### [EXTRACTED TEXT]
Former Planned Parenthood president Leana Wen discussed the group’s top priority of abortion advocacy in her new book Lifelines: A Doctor’s Journey in the Fight for Public Health where she details the pressure she faced from the nation’s largest abortion provider to use the word “abortion” in interviews and stick to a focus on abortion. She also wrote about how colleagues at the abortion giant encouraged her to use her own miscarriage as the reason for her decision to step down from the group’s helm rather than her disagreement with Planned Parenthood’s focus on abortion over a broader focus on healthcare.
After focusing more on healthcare services and not mentioning abortion in her first television interview on ABC as president of Planned Parenthood, she wrote that she was told by a staffer that she needed "to talk about abortion at every media interview." As the president of Planned Parenthood, that was expected of her, she says. Wen recalls being told by one colleague, “If we don't talk about abortion openly, loudly, and proudly, as a positive moral good, then we are further stigmatizing it and the people who need it."

### [ENTRIES SHOWN]
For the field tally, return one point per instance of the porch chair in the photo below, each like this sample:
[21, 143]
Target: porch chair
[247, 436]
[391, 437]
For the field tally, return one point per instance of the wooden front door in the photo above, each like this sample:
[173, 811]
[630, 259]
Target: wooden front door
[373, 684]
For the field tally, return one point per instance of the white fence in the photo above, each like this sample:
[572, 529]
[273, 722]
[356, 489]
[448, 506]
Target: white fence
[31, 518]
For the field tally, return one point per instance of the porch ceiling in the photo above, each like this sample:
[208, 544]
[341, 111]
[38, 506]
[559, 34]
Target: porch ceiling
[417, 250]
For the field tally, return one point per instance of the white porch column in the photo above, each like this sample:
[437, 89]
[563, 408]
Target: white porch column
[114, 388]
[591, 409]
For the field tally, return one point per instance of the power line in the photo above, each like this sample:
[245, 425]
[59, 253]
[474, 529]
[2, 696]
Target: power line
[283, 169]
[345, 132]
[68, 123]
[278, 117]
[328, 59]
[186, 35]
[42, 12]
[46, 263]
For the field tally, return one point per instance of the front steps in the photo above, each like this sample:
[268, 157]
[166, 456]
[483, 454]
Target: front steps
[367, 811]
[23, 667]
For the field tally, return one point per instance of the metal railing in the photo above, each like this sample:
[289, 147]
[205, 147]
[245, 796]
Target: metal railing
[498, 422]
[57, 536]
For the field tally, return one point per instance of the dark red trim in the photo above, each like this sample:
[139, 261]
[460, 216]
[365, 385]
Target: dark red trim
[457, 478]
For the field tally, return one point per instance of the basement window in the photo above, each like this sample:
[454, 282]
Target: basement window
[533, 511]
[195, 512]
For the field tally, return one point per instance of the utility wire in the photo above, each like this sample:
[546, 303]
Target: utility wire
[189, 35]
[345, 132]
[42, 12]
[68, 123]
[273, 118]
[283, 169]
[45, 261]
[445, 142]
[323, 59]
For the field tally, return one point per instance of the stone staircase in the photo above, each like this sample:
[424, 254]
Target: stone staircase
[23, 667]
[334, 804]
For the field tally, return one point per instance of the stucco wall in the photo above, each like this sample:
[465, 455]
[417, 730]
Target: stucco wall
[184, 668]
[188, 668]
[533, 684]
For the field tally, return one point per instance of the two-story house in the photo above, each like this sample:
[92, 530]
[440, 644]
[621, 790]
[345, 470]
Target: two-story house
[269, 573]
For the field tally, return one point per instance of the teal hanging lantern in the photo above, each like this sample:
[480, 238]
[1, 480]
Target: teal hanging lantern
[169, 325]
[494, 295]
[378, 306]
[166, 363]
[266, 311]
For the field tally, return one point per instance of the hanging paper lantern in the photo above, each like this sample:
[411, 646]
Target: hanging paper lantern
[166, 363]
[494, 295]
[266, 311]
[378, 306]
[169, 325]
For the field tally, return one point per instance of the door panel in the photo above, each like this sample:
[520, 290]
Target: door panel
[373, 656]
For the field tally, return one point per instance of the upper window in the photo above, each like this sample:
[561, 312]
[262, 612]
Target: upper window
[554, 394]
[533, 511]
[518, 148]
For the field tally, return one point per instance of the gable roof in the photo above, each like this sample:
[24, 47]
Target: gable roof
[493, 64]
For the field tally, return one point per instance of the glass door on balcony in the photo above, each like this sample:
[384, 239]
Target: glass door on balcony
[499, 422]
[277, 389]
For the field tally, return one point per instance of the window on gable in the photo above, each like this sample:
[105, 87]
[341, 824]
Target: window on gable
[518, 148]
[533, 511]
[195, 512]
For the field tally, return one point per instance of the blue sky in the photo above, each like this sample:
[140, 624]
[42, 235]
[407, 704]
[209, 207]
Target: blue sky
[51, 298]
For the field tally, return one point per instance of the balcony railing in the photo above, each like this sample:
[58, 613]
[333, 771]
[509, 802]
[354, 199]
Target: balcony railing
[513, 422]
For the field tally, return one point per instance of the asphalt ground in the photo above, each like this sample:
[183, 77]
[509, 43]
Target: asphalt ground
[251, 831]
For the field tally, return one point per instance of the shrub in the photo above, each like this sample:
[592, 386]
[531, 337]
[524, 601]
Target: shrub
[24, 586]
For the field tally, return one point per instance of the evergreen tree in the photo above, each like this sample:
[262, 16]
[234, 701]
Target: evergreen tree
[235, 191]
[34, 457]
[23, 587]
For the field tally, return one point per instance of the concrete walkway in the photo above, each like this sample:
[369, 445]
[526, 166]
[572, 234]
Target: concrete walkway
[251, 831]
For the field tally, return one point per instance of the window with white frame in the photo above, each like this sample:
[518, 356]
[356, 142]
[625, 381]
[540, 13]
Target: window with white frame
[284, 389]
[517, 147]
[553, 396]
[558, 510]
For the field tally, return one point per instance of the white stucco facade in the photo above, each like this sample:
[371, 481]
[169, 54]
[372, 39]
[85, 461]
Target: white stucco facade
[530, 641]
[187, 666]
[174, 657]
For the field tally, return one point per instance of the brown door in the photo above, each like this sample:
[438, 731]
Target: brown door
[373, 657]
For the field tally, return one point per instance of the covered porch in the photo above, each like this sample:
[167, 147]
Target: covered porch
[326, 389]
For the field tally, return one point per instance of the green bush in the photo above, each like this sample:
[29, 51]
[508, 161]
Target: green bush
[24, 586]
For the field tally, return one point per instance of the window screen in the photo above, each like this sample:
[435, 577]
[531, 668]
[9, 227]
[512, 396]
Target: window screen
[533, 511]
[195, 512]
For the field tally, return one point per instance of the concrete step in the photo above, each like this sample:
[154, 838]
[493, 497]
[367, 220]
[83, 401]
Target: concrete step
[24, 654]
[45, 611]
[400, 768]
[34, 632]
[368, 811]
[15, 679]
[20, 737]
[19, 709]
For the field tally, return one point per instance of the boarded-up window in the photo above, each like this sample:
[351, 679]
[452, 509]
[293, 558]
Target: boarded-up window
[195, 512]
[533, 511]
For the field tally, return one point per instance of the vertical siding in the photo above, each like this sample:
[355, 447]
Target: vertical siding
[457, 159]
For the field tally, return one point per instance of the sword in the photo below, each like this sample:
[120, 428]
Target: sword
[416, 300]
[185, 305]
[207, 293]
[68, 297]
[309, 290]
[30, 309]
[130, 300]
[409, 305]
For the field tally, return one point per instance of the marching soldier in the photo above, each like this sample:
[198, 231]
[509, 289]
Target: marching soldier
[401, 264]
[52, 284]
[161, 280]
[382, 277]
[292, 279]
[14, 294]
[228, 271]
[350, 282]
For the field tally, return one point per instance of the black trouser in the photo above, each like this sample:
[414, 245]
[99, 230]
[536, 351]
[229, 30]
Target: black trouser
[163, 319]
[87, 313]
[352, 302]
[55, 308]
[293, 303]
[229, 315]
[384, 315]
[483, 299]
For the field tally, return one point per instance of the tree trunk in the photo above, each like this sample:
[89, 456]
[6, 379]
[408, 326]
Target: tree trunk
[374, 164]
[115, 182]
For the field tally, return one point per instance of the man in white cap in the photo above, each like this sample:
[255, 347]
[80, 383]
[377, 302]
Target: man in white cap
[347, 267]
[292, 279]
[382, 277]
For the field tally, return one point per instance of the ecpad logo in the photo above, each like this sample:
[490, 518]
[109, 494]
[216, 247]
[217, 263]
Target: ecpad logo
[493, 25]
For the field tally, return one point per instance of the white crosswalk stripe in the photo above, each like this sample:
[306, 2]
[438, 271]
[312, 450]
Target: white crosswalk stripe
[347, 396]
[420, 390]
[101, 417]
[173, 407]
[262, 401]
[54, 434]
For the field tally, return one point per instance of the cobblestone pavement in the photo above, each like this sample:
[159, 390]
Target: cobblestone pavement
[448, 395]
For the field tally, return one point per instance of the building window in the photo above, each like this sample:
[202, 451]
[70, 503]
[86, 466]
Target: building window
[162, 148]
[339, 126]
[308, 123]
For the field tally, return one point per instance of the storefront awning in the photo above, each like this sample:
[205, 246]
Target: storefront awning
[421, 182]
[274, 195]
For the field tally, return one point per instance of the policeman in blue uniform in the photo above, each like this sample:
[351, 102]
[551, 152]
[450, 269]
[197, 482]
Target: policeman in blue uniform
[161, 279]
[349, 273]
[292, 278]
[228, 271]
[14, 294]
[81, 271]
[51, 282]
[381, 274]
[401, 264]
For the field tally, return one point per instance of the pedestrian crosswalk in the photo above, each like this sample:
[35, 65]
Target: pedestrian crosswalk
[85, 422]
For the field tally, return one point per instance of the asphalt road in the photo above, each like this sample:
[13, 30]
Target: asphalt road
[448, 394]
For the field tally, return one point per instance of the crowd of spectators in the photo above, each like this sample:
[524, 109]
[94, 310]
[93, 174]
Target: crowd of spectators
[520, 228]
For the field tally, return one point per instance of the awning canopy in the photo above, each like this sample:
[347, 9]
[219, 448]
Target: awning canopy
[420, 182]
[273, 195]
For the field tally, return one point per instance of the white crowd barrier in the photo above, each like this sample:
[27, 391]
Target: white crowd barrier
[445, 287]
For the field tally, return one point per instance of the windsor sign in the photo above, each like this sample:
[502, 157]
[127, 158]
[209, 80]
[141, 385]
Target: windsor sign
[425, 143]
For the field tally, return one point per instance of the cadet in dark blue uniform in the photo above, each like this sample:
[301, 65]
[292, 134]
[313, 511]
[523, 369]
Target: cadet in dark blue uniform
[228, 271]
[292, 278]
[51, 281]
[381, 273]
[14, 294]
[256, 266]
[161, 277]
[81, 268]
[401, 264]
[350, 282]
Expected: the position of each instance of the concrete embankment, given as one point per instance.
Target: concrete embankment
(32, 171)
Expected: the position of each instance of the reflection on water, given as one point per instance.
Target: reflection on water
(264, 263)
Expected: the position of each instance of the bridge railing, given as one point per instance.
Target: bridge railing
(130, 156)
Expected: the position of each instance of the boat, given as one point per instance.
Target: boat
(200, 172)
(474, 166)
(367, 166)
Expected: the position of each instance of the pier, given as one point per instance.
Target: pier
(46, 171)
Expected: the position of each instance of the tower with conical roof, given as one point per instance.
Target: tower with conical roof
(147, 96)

### [TASKS TO PERFORM]
a) Return everything in the Leana Wen passage, word for word, from "Former Planned Parenthood" down to "focus on healthcare.".
b) According to the Leana Wen passage, what did a staffer tell Wen after her first television interview on ABC as Planned Parenthood president?

### [ANSWERS]
a)
Former Planned Parenthood president Leana Wen discussed the group’s top priority of abortion advocacy in her new book Lifelines: A Doctor’s Journey in the Fight for Public Health where she details the pressure she faced from the nation’s largest abortion provider to use the word “abortion” in interviews and stick to a focus on abortion. She also wrote about how colleagues at the abortion giant encouraged her to use her own miscarriage as the reason for her decision to step down from the group’s helm rather than her disagreement with Planned Parenthood’s focus on abortion over a broader focus on healthcare.

b) A staffer told her she needed "to talk about abortion at every media interview."